• [WHAT YOU NEED TO DO] Your task is to give the data again, exactly, with every line intact.

— BEGIN SUPPLIED DATA —

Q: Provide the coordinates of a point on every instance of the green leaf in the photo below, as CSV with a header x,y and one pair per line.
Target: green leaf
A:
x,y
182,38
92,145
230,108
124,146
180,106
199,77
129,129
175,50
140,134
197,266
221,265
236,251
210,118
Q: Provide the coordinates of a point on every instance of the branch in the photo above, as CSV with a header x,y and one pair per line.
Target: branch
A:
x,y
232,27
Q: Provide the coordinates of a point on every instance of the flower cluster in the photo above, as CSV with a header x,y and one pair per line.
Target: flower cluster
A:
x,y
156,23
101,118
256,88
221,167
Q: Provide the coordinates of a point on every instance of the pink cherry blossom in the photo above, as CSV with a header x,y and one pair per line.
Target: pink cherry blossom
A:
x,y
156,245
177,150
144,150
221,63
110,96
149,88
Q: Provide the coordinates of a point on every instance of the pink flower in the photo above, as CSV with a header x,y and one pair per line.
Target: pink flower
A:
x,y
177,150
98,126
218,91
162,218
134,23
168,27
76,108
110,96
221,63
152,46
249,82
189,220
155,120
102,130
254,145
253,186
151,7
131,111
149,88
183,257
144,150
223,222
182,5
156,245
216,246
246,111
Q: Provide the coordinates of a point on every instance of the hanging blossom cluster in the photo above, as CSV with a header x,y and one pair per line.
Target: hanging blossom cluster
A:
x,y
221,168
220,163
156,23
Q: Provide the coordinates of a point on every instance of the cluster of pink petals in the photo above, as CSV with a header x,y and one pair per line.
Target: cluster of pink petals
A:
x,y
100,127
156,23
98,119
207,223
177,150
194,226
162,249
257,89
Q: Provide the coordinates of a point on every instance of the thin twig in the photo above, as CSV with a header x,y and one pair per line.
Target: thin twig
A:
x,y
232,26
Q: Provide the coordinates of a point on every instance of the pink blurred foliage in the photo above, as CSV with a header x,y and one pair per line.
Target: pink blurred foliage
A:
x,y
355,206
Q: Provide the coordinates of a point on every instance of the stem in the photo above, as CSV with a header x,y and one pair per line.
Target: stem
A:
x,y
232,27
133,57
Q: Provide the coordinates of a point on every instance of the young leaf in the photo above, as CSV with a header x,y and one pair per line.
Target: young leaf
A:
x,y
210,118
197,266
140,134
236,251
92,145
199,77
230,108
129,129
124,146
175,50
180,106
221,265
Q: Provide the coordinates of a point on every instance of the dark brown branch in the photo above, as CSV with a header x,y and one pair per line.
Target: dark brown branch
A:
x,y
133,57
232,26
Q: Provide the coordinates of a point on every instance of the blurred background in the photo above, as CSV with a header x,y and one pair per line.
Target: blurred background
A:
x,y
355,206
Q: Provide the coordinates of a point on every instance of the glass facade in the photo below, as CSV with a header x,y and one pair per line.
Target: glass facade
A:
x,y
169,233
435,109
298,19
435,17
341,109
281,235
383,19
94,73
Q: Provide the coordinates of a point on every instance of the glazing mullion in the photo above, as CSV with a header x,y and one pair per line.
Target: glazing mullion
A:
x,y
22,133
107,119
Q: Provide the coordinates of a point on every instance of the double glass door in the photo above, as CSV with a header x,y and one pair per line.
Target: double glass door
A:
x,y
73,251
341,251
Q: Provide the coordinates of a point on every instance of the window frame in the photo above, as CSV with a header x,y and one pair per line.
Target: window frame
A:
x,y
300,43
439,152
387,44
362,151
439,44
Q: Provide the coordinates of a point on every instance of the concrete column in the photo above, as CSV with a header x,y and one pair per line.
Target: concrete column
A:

— END SUPPLIED DATA —

• [RESPONSE TO THIS EXERCISE]
Q: Provide the coordinates of a point on every instance of the green leaf in the photo below, as CSV with a header x,y and one pair per line.
Target: green leaf
A:
x,y
182,38
92,145
230,108
124,146
180,106
199,77
129,129
175,50
140,134
197,266
221,265
236,251
210,118
Q: Provide the coordinates of a point on every instance of the branch in the photo above, as CSV with a header x,y and one pair per line.
Target: branch
A:
x,y
232,27
Q: Provide the coordinates of a point on every instance of the flower cluster in the photo above, as CSV with a header x,y and one pair per line.
Target: flower cluster
A:
x,y
156,23
101,118
256,88
221,167
Q: Provide the coordinates of a point on every instance of the pink cherry blossom in the photo above, as CSV with a header x,y and one pair per line.
Target: pink cherry blossom
A:
x,y
156,245
177,150
144,150
221,63
110,96
149,88
Q: Provide the coordinates of a point on every instance of the pink flower in the photo above, as CSV with a header x,y and one pair per line.
Target: pink flower
A:
x,y
177,150
98,126
218,91
162,218
134,23
168,27
76,108
110,96
221,63
152,46
249,82
189,220
155,120
102,130
254,145
253,186
151,7
131,111
149,88
183,257
144,150
223,222
182,5
156,245
216,246
246,111
Q: Provide the coordinates of a point on every instance of the hanging blossom cluster in the photo above, as CSV with a header x,y and one pair per line.
Target: hanging blossom cluster
A:
x,y
221,168
220,163
156,23
Q: Provide the coordinates of a point on every instance of the cluster of pink petals in the photo above, as CSV with a header x,y and one pair per line.
Target: cluster of pink petals
A:
x,y
100,127
156,23
98,119
207,223
177,150
194,226
162,249
257,89
Q: Provide the coordinates of a point on every instance of the thin twig in the photo above, as CSV with a header x,y and one pair per line.
Target: thin twig
A:
x,y
232,26
Q: Provide the coordinates of a point on every instance of the pink blurred foliage in the photo above, as CSV with a header x,y and one pair per line.
Target: pink blurred foliage
A:
x,y
355,206
Q: Provide the coordinates of a point on every instance of the stem in the photo above, as CSV with a header x,y and one pair per line.
Target: stem
A:
x,y
232,27
133,57
Q: Provide the coordinates of a point on every instance of the young leaf in the photo above, as CSV with a header x,y and one pair per line.
Target: young leaf
A:
x,y
210,118
197,266
140,134
236,251
92,145
199,77
230,108
129,129
124,146
175,50
180,106
221,265
Q: Provide the coordinates of a point on every instance of the dark brown branch in the photo above, as CSV with a header x,y and one pair per line.
Target: dark brown branch
A:
x,y
133,57
232,26
Q: Provide the coordinates of a point on every instance of the blurred background in the photo above, as CSV with a header x,y and one pair per line.
Target: blurred background
A:
x,y
355,206
Q: Provide the coordinates of a point on every instance of the glass facade in the photo below, as CSV with a header x,y and one pair per line.
Target: glass facade
A:
x,y
169,233
435,109
298,19
435,17
341,109
281,235
383,19
94,73
Q: Provide the coordinates of a point on every instance of the glazing mullion in the photo above, as CSV with a header x,y and one pair per line.
Target: glazing mullion
A:
x,y
22,133
107,119
Q: Provide the coordinates of a point on every instance of the double glass door in the photo above, as CSV with a header x,y and one pair per line.
Target: double glass door
A:
x,y
73,251
341,251
Q: Provide the coordinates of a point on every instance of the window frame in the photo above, as CSV with a header x,y and one pair per line.
Target: window frame
A:
x,y
300,43
439,152
387,44
362,151
439,44
Q: Provide the coordinates of a point on every instance of the concrete column in the photo above, as CSV with a header x,y and one pair per line.
Target: concrete column
A:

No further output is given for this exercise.